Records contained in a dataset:
____________________

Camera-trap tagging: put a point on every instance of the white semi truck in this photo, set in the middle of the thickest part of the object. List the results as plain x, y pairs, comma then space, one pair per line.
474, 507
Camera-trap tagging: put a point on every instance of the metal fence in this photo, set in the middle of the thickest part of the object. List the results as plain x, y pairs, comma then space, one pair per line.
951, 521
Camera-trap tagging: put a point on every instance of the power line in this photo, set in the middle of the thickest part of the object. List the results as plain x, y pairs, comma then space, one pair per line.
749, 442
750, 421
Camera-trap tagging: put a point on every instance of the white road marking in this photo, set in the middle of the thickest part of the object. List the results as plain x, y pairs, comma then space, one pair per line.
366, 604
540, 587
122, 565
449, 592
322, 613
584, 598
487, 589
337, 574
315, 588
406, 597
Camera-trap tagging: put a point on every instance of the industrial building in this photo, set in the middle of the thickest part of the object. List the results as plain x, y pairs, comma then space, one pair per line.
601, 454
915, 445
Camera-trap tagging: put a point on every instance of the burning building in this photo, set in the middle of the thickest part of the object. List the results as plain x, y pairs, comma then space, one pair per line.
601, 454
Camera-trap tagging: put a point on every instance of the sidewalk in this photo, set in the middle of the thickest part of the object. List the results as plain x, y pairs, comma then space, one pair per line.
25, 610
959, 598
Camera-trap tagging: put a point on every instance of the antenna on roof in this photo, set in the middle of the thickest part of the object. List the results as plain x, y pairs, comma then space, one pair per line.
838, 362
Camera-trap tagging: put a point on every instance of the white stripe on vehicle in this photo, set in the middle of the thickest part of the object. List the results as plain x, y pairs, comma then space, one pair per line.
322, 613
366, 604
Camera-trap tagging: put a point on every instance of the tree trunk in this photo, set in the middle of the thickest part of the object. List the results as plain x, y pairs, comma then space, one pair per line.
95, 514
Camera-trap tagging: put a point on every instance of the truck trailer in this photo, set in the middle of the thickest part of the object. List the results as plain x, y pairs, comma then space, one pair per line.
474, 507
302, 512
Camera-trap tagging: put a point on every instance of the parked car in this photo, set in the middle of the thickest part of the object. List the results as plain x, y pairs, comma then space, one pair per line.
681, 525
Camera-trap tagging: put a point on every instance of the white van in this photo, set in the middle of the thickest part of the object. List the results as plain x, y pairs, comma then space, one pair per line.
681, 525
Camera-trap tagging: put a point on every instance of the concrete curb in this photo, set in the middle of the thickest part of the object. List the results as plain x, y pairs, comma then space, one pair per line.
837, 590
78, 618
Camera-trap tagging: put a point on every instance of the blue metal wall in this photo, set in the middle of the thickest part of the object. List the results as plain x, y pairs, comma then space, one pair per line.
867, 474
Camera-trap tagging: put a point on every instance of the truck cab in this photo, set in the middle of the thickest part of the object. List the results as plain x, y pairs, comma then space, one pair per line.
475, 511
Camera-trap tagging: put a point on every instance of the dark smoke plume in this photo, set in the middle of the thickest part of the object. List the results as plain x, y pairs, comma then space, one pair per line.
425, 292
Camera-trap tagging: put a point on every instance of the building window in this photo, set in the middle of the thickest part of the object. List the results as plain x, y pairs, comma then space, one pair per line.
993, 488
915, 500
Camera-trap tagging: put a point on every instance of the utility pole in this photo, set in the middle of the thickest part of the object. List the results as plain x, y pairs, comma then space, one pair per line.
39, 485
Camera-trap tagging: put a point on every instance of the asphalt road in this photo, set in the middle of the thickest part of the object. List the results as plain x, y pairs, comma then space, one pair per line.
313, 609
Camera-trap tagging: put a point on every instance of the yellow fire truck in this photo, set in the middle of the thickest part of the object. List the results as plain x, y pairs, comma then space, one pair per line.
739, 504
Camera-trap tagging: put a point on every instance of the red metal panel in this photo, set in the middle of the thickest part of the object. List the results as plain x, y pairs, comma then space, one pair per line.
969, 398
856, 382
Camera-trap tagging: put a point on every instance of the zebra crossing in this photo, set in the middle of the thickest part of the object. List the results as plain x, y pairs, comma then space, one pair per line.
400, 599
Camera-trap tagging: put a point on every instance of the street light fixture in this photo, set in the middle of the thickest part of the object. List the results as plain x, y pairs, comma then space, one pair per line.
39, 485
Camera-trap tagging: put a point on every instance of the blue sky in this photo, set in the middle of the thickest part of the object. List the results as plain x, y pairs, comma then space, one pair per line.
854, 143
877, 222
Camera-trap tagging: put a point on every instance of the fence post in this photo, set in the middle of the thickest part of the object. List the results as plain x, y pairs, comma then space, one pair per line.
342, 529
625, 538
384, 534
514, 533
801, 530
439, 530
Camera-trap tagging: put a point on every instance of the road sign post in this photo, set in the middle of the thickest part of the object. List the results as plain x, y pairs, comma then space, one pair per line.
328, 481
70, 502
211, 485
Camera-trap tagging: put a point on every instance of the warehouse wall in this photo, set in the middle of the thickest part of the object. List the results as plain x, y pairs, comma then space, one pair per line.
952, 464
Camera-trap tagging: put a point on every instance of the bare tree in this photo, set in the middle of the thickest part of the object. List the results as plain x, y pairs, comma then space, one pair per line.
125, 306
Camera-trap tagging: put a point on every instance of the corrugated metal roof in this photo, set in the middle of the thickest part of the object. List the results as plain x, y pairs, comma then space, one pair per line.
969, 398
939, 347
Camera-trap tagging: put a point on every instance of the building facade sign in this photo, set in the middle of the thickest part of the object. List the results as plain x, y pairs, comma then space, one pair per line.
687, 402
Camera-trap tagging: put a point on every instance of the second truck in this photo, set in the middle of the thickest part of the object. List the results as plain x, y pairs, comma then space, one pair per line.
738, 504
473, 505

____________________

* The task *
Repeat only the stretch of lines that opens with the line containing "Camera-trap tagging: put a point on every instance of the road" and closes with the final line of the entries, both included, exactly as written.

* Task result *
Camera-trap tagging: put a point on every instance of the road sign post in this photo, set in the middle of the thickest part of the object. List the results as plain x, y pairs, comma then space, one pair per line.
328, 481
70, 502
211, 485
Camera-trap tagging: put a point on every instance of the warehouse wall in this photo, set in the middle of the thickest part of the object. List the results as plain x, y pairs, comma then space, one pair per line.
952, 464
Camera-trap tagging: put a point on every instance of the bare tree in this photo, set in the middle of the thickest part of the object. List the results as plain x, y pairs, comma then space, one pair per line.
125, 306
Camera-trap tagging: put a point on every instance of the corrugated metal roof in this photo, set in the middle of the thickest part of the object. List the results as plain x, y pairs, comma then space, one pair per line.
969, 398
939, 347
Camera-trap tagging: put a point on every instance of the building facade sign in this photo, set in the middle of the thickest part of the object. List the results as plain x, y pairs, comma then space, one pair per line.
687, 402
Camera-trap tagging: put a point on every instance of the second truck in this photo, set in the middle of the thickest part of the object. List the results as plain x, y pairs, comma then space, one pair per line.
738, 504
473, 505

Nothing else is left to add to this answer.